* KUTIPAN TEKS *
◇ ◇ ◇ ◇ ◇

Bumi yang kita pijak adalah
karunia yang luar biasa dari Yang Maha Agung. Tanah Air Nusantara adalah rumah
di mana kita dilahirkan dan dibesarkan sebagai anugerah dari Tuhan Yang Maha
Esa, Sang Pencipta, Pengatur dan Pendidik alam semesta, termasuk bumi tempat
putera-puteri Nusantara berkarya. Adalah ironi jika kita tidak mencintai rumah
tinggal kita sendiri, membiarkannya tak terurus, atau menyia-nyiakan karunia
kekayaan duniawi ini sebagai amanah dari Dia Yang Maha Kaya. Lebih dari itu,
putera-puteri dan anggota keluarga yang berada dan hidup dalam tatanan cinta
dan kasih sayang alam Nusantara adalah bagian dari karunia itu sendiri.
Sangat disayangkan pula apabila
hari ini tatanan budaya cinta dan kasih sayang antar sesama anak kandung Ibu
Pertiwi yang hidup di dalam rumah besar ini, dari Sabang hingga Merauke, yang
telah terbina dan dipelihara oleh para leluhur Nusantara secara turun-temurun,
kini mengalami degradasi spirit persatuan dan kesatuan, dekadensi moral, abrasi
budi pekerti, hanyut terbawa hantaman zaman, hingga tiba-tiba saja hari ini
kita tersadar betapa merosotnya moral dan budi pekerti yang dimiliki
saudara-saudara kita serumah dan setanah air, dan betapa jauhnya abrasi budaya
yang telah terjadi.
Siapa pun hari ini mengetahui
bahwa kondisi Ibu Pertiwi yang kita cintai sedang merintih akibat keterpurukan
di berbagai sendi kehidupannya. Mulai dari ideologi, politik, ekonomi,
sosial-budaya, hingga pertahanan dan keamanan, porak poranda dihantam sesuatu
yang kita sendiri gelap, apa dan bagaimana penyebab dari semua ini. Kita hanya
bisa meraba-raba dan menebak-nebak kondisi yang ada tanpa mampu membaca dengan
tepat dan benar apa sesungguhnya yang sedang terjadi. Akhirnya, kita hanya
mampu berdiskusi dan saling menyalahkan bahkan saling melempar tanggung jawab
serta menduga-duga apa penyebab semua ini, sembari mencoba menanggulanginya
dengan tindakan parsial dan tambal sulam. Sangatlah wajar jika sampai saat ini,
tidak ada perbaikan yang berarti, bahkan kondisinya kian hari kian tak pasti.

◇ ◇ ◇ ◇ ◇

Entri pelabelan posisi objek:

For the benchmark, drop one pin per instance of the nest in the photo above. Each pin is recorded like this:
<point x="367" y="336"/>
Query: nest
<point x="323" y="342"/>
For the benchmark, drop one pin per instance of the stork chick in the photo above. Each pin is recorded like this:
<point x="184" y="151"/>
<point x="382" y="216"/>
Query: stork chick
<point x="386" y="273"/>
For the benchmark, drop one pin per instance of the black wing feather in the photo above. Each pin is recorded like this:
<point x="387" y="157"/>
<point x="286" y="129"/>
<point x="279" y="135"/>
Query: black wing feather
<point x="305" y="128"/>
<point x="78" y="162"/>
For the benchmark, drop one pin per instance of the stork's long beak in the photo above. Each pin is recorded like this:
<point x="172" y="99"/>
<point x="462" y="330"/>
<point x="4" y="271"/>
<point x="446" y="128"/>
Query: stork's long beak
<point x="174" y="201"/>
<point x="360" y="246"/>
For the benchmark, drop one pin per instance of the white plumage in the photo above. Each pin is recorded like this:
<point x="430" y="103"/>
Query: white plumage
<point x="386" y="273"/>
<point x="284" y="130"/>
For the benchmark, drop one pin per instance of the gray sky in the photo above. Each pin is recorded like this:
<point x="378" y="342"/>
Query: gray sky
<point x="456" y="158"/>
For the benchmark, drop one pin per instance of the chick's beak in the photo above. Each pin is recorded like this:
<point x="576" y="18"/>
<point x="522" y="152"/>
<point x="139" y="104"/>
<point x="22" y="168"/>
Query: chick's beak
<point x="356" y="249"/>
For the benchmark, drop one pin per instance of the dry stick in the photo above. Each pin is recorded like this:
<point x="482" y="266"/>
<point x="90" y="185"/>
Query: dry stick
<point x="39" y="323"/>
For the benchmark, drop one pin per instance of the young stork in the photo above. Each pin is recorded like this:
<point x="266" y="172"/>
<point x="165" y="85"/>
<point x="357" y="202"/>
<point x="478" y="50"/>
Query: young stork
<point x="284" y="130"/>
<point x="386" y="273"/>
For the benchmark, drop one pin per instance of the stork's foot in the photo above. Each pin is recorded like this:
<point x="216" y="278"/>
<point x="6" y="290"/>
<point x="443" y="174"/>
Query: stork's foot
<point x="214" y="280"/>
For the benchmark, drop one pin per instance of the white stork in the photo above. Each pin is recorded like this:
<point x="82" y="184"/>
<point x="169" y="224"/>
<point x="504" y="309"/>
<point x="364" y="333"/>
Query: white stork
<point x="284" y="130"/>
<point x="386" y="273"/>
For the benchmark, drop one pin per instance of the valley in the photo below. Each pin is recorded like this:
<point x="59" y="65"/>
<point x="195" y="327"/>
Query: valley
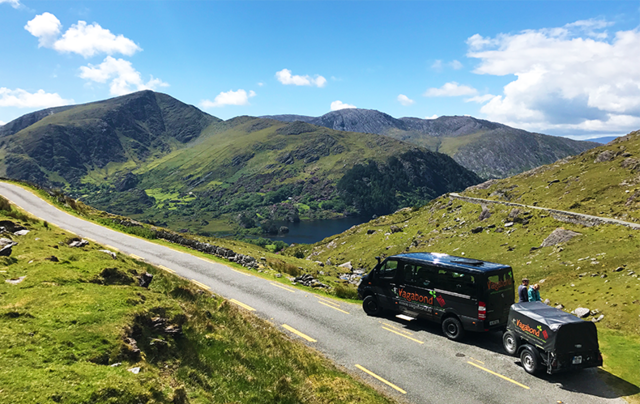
<point x="250" y="177"/>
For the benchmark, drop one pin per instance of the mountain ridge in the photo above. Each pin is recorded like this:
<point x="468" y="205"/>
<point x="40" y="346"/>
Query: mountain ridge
<point x="149" y="155"/>
<point x="490" y="149"/>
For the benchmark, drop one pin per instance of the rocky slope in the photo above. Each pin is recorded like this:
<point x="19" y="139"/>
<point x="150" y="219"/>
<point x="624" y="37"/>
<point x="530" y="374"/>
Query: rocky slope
<point x="149" y="155"/>
<point x="489" y="149"/>
<point x="588" y="264"/>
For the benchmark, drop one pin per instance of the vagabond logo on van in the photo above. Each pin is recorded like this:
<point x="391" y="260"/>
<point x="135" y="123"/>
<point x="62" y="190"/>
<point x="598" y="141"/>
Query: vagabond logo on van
<point x="499" y="285"/>
<point x="533" y="331"/>
<point x="415" y="297"/>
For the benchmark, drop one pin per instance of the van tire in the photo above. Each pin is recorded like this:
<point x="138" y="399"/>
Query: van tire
<point x="452" y="328"/>
<point x="530" y="359"/>
<point x="371" y="306"/>
<point x="511" y="342"/>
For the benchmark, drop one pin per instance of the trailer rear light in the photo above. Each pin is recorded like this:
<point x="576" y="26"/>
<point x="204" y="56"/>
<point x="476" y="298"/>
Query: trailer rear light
<point x="482" y="311"/>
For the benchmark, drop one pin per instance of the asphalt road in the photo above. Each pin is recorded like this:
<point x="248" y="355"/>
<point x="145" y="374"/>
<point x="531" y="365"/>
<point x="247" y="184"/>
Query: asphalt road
<point x="411" y="361"/>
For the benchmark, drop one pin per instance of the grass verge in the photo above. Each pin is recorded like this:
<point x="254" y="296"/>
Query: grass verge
<point x="78" y="324"/>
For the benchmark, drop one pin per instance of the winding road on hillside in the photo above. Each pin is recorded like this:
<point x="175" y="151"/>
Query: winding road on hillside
<point x="562" y="215"/>
<point x="411" y="361"/>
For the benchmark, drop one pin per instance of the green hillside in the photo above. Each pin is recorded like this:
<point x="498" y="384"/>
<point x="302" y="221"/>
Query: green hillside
<point x="76" y="325"/>
<point x="151" y="157"/>
<point x="490" y="149"/>
<point x="60" y="147"/>
<point x="596" y="269"/>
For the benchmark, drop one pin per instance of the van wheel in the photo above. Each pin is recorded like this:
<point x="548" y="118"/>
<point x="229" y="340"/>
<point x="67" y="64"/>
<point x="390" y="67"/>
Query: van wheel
<point x="511" y="342"/>
<point x="530" y="360"/>
<point x="452" y="328"/>
<point x="371" y="306"/>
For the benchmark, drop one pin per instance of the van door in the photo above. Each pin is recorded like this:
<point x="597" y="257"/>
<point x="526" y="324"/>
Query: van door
<point x="385" y="283"/>
<point x="456" y="292"/>
<point x="415" y="295"/>
<point x="499" y="295"/>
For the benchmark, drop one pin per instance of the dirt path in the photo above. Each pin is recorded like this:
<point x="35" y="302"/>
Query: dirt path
<point x="561" y="215"/>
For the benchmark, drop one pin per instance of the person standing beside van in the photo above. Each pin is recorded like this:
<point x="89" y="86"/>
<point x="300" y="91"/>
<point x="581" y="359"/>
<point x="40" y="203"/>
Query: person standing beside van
<point x="523" y="292"/>
<point x="534" y="293"/>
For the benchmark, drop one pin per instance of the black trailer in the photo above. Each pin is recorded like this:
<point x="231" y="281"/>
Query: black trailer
<point x="544" y="336"/>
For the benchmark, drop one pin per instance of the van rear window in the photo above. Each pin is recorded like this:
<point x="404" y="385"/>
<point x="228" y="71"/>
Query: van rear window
<point x="499" y="282"/>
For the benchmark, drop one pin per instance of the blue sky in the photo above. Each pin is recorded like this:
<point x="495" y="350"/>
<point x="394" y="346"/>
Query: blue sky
<point x="565" y="68"/>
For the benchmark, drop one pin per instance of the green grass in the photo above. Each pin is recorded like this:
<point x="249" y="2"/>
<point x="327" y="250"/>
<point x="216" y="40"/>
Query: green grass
<point x="65" y="324"/>
<point x="621" y="362"/>
<point x="326" y="274"/>
<point x="578" y="273"/>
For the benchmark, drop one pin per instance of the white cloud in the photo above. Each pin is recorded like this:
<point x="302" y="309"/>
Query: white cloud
<point x="285" y="77"/>
<point x="23" y="99"/>
<point x="451" y="89"/>
<point x="480" y="99"/>
<point x="124" y="78"/>
<point x="456" y="65"/>
<point x="45" y="27"/>
<point x="404" y="100"/>
<point x="14" y="3"/>
<point x="82" y="38"/>
<point x="240" y="97"/>
<point x="572" y="79"/>
<point x="337" y="105"/>
<point x="438" y="65"/>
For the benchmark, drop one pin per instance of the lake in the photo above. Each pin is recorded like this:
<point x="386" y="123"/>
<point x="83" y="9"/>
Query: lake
<point x="309" y="232"/>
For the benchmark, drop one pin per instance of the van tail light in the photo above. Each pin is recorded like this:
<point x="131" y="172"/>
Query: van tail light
<point x="482" y="311"/>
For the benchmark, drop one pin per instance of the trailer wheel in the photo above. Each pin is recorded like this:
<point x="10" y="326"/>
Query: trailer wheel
<point x="452" y="328"/>
<point x="371" y="306"/>
<point x="511" y="342"/>
<point x="530" y="359"/>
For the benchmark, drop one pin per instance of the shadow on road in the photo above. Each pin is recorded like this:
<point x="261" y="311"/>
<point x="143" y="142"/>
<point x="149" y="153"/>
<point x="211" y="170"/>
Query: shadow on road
<point x="587" y="381"/>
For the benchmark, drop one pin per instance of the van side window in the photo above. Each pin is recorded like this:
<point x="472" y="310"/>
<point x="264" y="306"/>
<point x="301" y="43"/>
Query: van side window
<point x="389" y="269"/>
<point x="424" y="276"/>
<point x="408" y="273"/>
<point x="464" y="283"/>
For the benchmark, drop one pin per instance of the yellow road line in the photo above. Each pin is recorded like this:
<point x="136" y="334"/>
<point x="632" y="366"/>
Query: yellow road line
<point x="283" y="287"/>
<point x="244" y="306"/>
<point x="202" y="285"/>
<point x="402" y="330"/>
<point x="402" y="335"/>
<point x="333" y="307"/>
<point x="213" y="262"/>
<point x="328" y="301"/>
<point x="298" y="333"/>
<point x="167" y="269"/>
<point x="499" y="375"/>
<point x="381" y="379"/>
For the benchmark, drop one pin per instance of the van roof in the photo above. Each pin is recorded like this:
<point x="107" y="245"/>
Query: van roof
<point x="447" y="260"/>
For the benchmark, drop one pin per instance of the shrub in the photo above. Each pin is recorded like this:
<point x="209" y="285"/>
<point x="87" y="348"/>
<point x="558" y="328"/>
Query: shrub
<point x="285" y="267"/>
<point x="346" y="291"/>
<point x="4" y="204"/>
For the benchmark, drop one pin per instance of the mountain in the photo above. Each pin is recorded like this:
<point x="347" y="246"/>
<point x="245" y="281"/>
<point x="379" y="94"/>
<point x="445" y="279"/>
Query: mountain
<point x="603" y="140"/>
<point x="578" y="261"/>
<point x="60" y="146"/>
<point x="153" y="157"/>
<point x="489" y="149"/>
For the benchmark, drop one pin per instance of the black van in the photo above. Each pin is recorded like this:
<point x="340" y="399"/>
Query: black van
<point x="461" y="293"/>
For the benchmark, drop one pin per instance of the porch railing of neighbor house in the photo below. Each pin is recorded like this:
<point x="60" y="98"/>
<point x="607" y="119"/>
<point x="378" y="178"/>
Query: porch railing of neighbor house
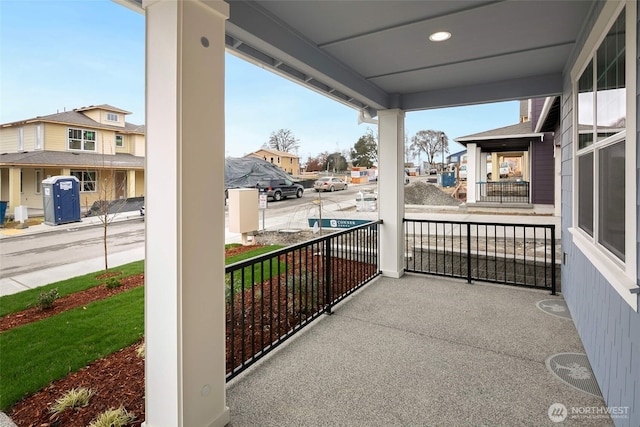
<point x="503" y="192"/>
<point x="271" y="297"/>
<point x="513" y="254"/>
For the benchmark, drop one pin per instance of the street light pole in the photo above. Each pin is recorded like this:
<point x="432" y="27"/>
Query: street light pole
<point x="442" y="146"/>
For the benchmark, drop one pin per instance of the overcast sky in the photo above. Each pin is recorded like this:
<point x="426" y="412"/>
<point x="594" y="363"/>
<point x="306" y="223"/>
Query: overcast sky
<point x="57" y="55"/>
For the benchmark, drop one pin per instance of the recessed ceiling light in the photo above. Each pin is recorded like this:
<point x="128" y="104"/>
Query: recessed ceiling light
<point x="440" y="36"/>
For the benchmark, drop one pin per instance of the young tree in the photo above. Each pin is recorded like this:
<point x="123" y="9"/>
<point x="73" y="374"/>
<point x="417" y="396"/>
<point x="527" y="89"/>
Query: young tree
<point x="365" y="151"/>
<point x="284" y="140"/>
<point x="431" y="143"/>
<point x="108" y="205"/>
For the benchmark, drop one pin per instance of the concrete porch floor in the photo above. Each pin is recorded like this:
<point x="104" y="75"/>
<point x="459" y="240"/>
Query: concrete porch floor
<point x="418" y="351"/>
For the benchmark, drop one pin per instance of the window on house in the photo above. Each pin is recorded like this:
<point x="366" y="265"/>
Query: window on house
<point x="38" y="141"/>
<point x="87" y="180"/>
<point x="601" y="148"/>
<point x="81" y="139"/>
<point x="38" y="181"/>
<point x="20" y="139"/>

◇ ◇ ◇ ◇ ◇

* PETUNJUK TUGAS *
1. Tulis ulang bagian teks tentang Tanah Air Nusantara antara "Bumi yang kita" dan "karunia itu sendiri.", termasuk kedua ujungnya, dengan menukar "karunia" menjadi "pemberian".
2. Menurut teks tentang Tanah Air Nusantara, dari mana sampai mana rumah besar tempat anak kandung Ibu Pertiwi hidup?
Materi ini sama sekali tidak dipakai dalam tugas.

* JAWABAN TIAP TUGAS *
1.
Bumi yang kita pijak adalah
pemberian yang luar biasa dari Yang Maha Agung. Tanah Air Nusantara adalah rumah
di mana kita dilahirkan dan dibesarkan sebagai anugerah dari Tuhan Yang Maha
Esa, Sang Pencipta, Pengatur dan Pendidik alam semesta, termasuk bumi tempat
putera-puteri Nusantara berkarya. Adalah ironi jika kita tidak mencintai rumah
tinggal kita sendiri, membiarkannya tak terurus, atau menyia-nyiakan pemberian
kekayaan duniawi ini sebagai amanah dari Dia Yang Maha Kaya. Lebih dari itu,
putera-puteri dan anggota keluarga yang berada dan hidup dalam tatanan cinta
dan kasih sayang alam Nusantara adalah bagian dari pemberian itu sendiri.

2. Dari Sabang hingga Merauke.